Instructions for the task
Search the material for "sand" and copy each line in which it is found.

Data provided
------------------------
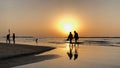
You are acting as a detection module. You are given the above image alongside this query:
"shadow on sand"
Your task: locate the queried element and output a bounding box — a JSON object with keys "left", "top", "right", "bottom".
{"left": 0, "top": 54, "right": 60, "bottom": 68}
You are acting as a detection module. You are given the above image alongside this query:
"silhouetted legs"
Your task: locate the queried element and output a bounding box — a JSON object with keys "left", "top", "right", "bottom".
{"left": 13, "top": 39, "right": 15, "bottom": 44}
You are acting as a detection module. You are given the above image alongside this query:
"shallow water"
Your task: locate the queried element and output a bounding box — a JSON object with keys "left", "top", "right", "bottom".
{"left": 1, "top": 37, "right": 120, "bottom": 47}
{"left": 13, "top": 44, "right": 120, "bottom": 68}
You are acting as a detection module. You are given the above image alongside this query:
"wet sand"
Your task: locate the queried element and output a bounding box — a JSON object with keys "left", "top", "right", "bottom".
{"left": 13, "top": 44, "right": 120, "bottom": 68}
{"left": 1, "top": 43, "right": 120, "bottom": 68}
{"left": 0, "top": 43, "right": 55, "bottom": 60}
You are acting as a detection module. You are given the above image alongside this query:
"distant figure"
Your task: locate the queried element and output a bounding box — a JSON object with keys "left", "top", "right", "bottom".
{"left": 6, "top": 34, "right": 10, "bottom": 44}
{"left": 67, "top": 32, "right": 73, "bottom": 44}
{"left": 74, "top": 31, "right": 79, "bottom": 43}
{"left": 13, "top": 33, "right": 15, "bottom": 44}
{"left": 35, "top": 38, "right": 38, "bottom": 44}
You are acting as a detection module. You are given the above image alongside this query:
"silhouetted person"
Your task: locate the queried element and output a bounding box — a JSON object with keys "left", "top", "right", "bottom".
{"left": 67, "top": 32, "right": 73, "bottom": 44}
{"left": 6, "top": 34, "right": 10, "bottom": 44}
{"left": 74, "top": 31, "right": 79, "bottom": 43}
{"left": 13, "top": 33, "right": 15, "bottom": 44}
{"left": 74, "top": 45, "right": 78, "bottom": 60}
{"left": 35, "top": 38, "right": 38, "bottom": 44}
{"left": 67, "top": 44, "right": 73, "bottom": 60}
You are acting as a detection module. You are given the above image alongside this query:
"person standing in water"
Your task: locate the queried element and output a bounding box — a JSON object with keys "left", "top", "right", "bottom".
{"left": 13, "top": 33, "right": 15, "bottom": 44}
{"left": 6, "top": 34, "right": 10, "bottom": 44}
{"left": 6, "top": 29, "right": 11, "bottom": 44}
{"left": 74, "top": 31, "right": 79, "bottom": 43}
{"left": 67, "top": 32, "right": 73, "bottom": 44}
{"left": 35, "top": 38, "right": 38, "bottom": 44}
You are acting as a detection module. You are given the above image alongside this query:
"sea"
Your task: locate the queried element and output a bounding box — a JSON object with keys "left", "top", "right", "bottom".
{"left": 0, "top": 36, "right": 120, "bottom": 47}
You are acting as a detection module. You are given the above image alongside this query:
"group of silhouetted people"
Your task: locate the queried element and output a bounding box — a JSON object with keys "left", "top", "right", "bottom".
{"left": 66, "top": 31, "right": 79, "bottom": 60}
{"left": 6, "top": 29, "right": 16, "bottom": 44}
{"left": 67, "top": 31, "right": 79, "bottom": 44}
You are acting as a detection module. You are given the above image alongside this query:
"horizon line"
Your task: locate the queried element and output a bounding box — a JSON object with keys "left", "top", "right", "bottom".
{"left": 1, "top": 36, "right": 120, "bottom": 38}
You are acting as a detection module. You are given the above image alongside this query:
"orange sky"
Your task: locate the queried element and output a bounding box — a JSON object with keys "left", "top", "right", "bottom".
{"left": 1, "top": 0, "right": 120, "bottom": 37}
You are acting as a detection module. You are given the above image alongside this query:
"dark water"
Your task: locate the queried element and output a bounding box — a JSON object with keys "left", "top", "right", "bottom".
{"left": 0, "top": 37, "right": 120, "bottom": 47}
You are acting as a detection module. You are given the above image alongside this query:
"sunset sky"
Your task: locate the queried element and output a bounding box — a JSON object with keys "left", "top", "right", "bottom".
{"left": 1, "top": 0, "right": 120, "bottom": 37}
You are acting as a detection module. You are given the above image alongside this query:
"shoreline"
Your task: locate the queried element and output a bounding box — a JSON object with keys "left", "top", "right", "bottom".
{"left": 0, "top": 42, "right": 120, "bottom": 68}
{"left": 0, "top": 43, "right": 55, "bottom": 60}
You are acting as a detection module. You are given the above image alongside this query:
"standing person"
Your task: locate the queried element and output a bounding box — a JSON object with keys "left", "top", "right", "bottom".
{"left": 35, "top": 38, "right": 38, "bottom": 44}
{"left": 13, "top": 33, "right": 15, "bottom": 44}
{"left": 74, "top": 31, "right": 79, "bottom": 43}
{"left": 6, "top": 34, "right": 10, "bottom": 44}
{"left": 67, "top": 32, "right": 73, "bottom": 44}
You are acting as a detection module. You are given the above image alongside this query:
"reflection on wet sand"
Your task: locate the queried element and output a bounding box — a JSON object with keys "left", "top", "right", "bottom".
{"left": 0, "top": 54, "right": 60, "bottom": 68}
{"left": 66, "top": 43, "right": 79, "bottom": 60}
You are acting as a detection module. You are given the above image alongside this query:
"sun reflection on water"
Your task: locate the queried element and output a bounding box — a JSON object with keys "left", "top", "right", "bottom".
{"left": 66, "top": 43, "right": 70, "bottom": 51}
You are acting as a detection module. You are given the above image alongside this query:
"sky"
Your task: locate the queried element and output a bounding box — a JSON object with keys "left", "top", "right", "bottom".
{"left": 1, "top": 0, "right": 120, "bottom": 37}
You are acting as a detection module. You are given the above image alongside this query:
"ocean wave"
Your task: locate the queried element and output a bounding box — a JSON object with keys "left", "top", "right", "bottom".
{"left": 84, "top": 40, "right": 111, "bottom": 44}
{"left": 48, "top": 42, "right": 65, "bottom": 44}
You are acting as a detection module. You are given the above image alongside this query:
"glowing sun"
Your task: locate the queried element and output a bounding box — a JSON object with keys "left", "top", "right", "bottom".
{"left": 56, "top": 16, "right": 80, "bottom": 34}
{"left": 62, "top": 21, "right": 74, "bottom": 32}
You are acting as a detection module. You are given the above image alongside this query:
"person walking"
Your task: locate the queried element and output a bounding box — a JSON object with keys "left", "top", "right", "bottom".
{"left": 67, "top": 32, "right": 73, "bottom": 44}
{"left": 74, "top": 31, "right": 79, "bottom": 43}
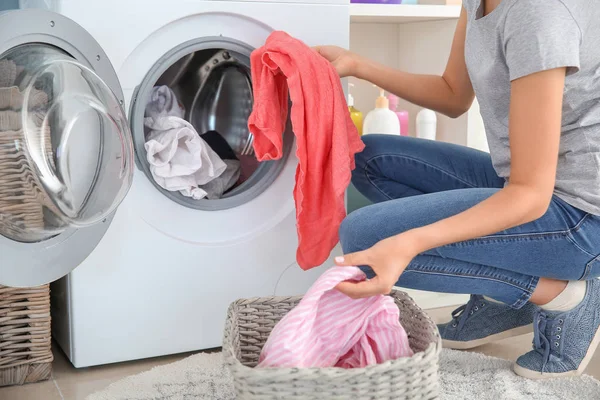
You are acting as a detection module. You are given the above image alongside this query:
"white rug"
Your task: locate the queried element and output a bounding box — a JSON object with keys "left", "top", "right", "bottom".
{"left": 88, "top": 350, "right": 600, "bottom": 400}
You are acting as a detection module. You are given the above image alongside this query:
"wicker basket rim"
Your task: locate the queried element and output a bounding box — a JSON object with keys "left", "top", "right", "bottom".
{"left": 226, "top": 289, "right": 417, "bottom": 307}
{"left": 223, "top": 289, "right": 442, "bottom": 374}
{"left": 223, "top": 340, "right": 441, "bottom": 373}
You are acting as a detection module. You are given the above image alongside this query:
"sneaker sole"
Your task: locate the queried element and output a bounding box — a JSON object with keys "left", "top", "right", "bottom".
{"left": 513, "top": 322, "right": 600, "bottom": 380}
{"left": 443, "top": 324, "right": 534, "bottom": 350}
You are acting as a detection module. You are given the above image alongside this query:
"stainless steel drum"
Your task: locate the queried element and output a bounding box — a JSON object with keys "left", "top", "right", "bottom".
{"left": 188, "top": 50, "right": 254, "bottom": 156}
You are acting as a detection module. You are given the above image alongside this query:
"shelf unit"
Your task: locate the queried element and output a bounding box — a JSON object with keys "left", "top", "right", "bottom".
{"left": 348, "top": 3, "right": 485, "bottom": 152}
{"left": 350, "top": 4, "right": 461, "bottom": 24}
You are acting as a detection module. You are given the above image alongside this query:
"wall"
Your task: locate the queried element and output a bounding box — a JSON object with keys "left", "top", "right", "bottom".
{"left": 349, "top": 19, "right": 471, "bottom": 145}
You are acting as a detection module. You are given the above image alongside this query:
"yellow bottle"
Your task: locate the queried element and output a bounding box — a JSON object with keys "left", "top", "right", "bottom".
{"left": 347, "top": 91, "right": 363, "bottom": 136}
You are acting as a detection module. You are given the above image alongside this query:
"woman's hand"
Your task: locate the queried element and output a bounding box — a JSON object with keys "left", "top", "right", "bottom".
{"left": 314, "top": 45, "right": 360, "bottom": 78}
{"left": 334, "top": 234, "right": 420, "bottom": 299}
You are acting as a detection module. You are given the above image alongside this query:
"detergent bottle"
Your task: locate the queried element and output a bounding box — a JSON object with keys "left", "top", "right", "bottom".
{"left": 347, "top": 83, "right": 363, "bottom": 136}
{"left": 363, "top": 86, "right": 400, "bottom": 135}
{"left": 387, "top": 94, "right": 409, "bottom": 136}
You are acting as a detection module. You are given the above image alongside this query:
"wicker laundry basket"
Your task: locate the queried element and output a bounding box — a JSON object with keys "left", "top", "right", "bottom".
{"left": 0, "top": 132, "right": 55, "bottom": 387}
{"left": 0, "top": 107, "right": 55, "bottom": 385}
{"left": 0, "top": 120, "right": 55, "bottom": 240}
{"left": 223, "top": 290, "right": 442, "bottom": 400}
{"left": 0, "top": 285, "right": 53, "bottom": 387}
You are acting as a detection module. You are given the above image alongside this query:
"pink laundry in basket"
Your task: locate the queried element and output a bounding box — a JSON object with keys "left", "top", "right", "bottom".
{"left": 257, "top": 267, "right": 413, "bottom": 369}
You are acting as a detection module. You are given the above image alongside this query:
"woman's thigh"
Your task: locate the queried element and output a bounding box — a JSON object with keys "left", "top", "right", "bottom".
{"left": 352, "top": 135, "right": 505, "bottom": 203}
{"left": 339, "top": 188, "right": 600, "bottom": 281}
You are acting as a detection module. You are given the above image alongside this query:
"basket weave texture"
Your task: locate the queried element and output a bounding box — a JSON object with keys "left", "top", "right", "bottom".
{"left": 223, "top": 290, "right": 442, "bottom": 400}
{"left": 0, "top": 65, "right": 54, "bottom": 386}
{"left": 0, "top": 133, "right": 54, "bottom": 387}
{"left": 0, "top": 285, "right": 53, "bottom": 387}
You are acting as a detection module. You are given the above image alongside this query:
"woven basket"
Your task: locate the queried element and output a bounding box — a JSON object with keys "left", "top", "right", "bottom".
{"left": 223, "top": 290, "right": 442, "bottom": 400}
{"left": 0, "top": 125, "right": 55, "bottom": 241}
{"left": 0, "top": 285, "right": 53, "bottom": 386}
{"left": 0, "top": 73, "right": 54, "bottom": 386}
{"left": 0, "top": 133, "right": 54, "bottom": 386}
{"left": 0, "top": 130, "right": 54, "bottom": 386}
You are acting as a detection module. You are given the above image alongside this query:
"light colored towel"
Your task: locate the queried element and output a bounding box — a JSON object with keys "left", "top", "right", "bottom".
{"left": 248, "top": 31, "right": 365, "bottom": 271}
{"left": 144, "top": 116, "right": 227, "bottom": 199}
{"left": 145, "top": 85, "right": 185, "bottom": 120}
{"left": 257, "top": 266, "right": 413, "bottom": 369}
{"left": 144, "top": 85, "right": 227, "bottom": 199}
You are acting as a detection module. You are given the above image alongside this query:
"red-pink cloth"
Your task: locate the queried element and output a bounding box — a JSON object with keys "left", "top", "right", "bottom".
{"left": 257, "top": 267, "right": 413, "bottom": 369}
{"left": 248, "top": 31, "right": 365, "bottom": 271}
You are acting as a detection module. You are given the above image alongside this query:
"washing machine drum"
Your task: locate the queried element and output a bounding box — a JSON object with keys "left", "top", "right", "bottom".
{"left": 0, "top": 43, "right": 133, "bottom": 243}
{"left": 132, "top": 44, "right": 293, "bottom": 211}
{"left": 159, "top": 49, "right": 254, "bottom": 157}
{"left": 191, "top": 62, "right": 254, "bottom": 156}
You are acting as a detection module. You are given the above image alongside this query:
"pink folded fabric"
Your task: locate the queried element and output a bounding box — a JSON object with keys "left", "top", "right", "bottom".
{"left": 248, "top": 31, "right": 365, "bottom": 271}
{"left": 257, "top": 267, "right": 413, "bottom": 369}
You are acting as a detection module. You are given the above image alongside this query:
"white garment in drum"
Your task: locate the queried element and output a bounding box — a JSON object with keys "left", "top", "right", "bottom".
{"left": 144, "top": 86, "right": 226, "bottom": 199}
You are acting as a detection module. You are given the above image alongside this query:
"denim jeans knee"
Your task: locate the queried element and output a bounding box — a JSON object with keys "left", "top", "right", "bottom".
{"left": 339, "top": 209, "right": 363, "bottom": 254}
{"left": 340, "top": 202, "right": 389, "bottom": 252}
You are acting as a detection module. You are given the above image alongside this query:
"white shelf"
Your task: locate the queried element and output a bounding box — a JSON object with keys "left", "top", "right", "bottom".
{"left": 350, "top": 4, "right": 461, "bottom": 24}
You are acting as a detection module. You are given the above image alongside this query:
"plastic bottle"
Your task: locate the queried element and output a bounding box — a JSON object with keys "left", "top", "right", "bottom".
{"left": 387, "top": 94, "right": 409, "bottom": 136}
{"left": 416, "top": 108, "right": 437, "bottom": 140}
{"left": 347, "top": 83, "right": 363, "bottom": 136}
{"left": 363, "top": 87, "right": 400, "bottom": 135}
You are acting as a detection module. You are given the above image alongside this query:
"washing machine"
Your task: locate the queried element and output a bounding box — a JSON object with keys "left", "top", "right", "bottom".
{"left": 0, "top": 0, "right": 349, "bottom": 367}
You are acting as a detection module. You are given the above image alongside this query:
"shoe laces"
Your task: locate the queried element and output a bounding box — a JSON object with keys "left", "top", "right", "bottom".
{"left": 451, "top": 295, "right": 485, "bottom": 331}
{"left": 533, "top": 310, "right": 563, "bottom": 372}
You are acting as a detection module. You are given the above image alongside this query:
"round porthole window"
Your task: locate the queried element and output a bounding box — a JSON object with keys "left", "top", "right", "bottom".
{"left": 130, "top": 37, "right": 293, "bottom": 211}
{"left": 0, "top": 43, "right": 133, "bottom": 243}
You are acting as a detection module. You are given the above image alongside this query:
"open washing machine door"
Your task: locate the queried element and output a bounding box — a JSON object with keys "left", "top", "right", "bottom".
{"left": 0, "top": 9, "right": 134, "bottom": 287}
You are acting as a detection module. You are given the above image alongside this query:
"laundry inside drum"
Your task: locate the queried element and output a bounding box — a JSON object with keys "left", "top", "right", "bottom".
{"left": 140, "top": 45, "right": 290, "bottom": 209}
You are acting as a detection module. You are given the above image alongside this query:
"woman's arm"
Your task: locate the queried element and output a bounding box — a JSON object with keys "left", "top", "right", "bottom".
{"left": 316, "top": 8, "right": 474, "bottom": 118}
{"left": 336, "top": 67, "right": 566, "bottom": 298}
{"left": 409, "top": 68, "right": 564, "bottom": 247}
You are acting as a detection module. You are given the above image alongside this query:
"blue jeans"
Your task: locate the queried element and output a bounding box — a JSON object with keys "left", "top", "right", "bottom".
{"left": 340, "top": 135, "right": 600, "bottom": 309}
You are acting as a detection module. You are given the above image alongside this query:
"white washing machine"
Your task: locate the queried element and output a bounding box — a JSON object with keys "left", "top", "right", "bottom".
{"left": 0, "top": 0, "right": 349, "bottom": 367}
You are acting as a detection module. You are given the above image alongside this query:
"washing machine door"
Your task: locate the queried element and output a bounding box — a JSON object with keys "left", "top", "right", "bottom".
{"left": 0, "top": 9, "right": 134, "bottom": 287}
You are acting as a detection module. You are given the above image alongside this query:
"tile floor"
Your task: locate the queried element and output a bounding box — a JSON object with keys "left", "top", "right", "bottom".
{"left": 2, "top": 307, "right": 600, "bottom": 400}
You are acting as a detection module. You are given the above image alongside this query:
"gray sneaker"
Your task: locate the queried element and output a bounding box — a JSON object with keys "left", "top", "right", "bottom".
{"left": 514, "top": 279, "right": 600, "bottom": 379}
{"left": 438, "top": 295, "right": 537, "bottom": 350}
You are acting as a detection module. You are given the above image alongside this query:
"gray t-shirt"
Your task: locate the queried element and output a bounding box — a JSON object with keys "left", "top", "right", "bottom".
{"left": 464, "top": 0, "right": 600, "bottom": 215}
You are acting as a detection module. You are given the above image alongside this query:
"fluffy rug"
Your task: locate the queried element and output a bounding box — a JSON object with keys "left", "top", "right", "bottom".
{"left": 88, "top": 350, "right": 600, "bottom": 400}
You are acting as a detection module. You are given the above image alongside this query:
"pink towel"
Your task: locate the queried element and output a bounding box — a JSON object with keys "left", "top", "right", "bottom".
{"left": 257, "top": 267, "right": 413, "bottom": 369}
{"left": 248, "top": 32, "right": 365, "bottom": 271}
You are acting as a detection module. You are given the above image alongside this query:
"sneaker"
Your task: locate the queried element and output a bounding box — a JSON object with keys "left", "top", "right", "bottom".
{"left": 438, "top": 295, "right": 537, "bottom": 350}
{"left": 514, "top": 279, "right": 600, "bottom": 379}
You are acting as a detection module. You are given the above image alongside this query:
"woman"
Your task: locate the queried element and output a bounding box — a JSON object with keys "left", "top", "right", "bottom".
{"left": 316, "top": 0, "right": 600, "bottom": 379}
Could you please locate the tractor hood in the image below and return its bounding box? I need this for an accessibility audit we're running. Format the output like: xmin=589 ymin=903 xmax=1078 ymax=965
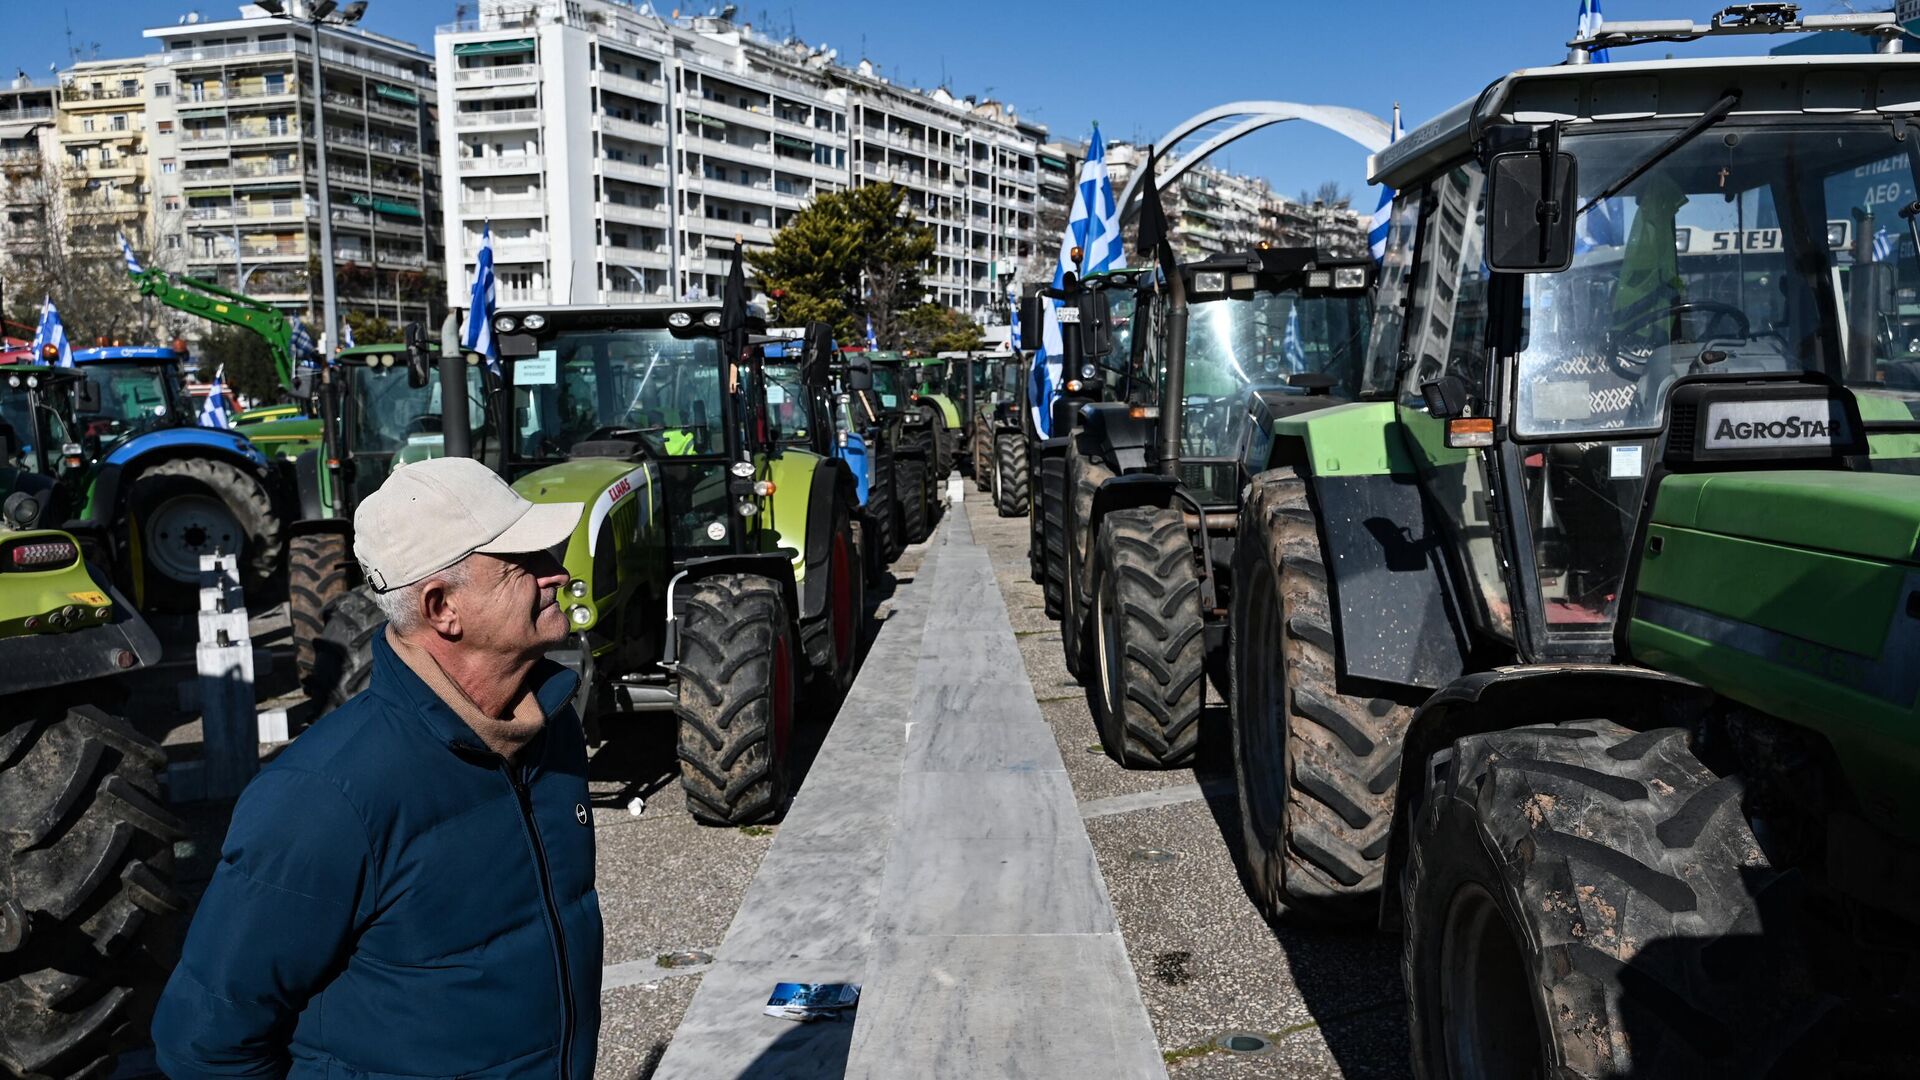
------------------------
The completed task
"shadow on sand"
"wet sand"
"reflection on wet sand"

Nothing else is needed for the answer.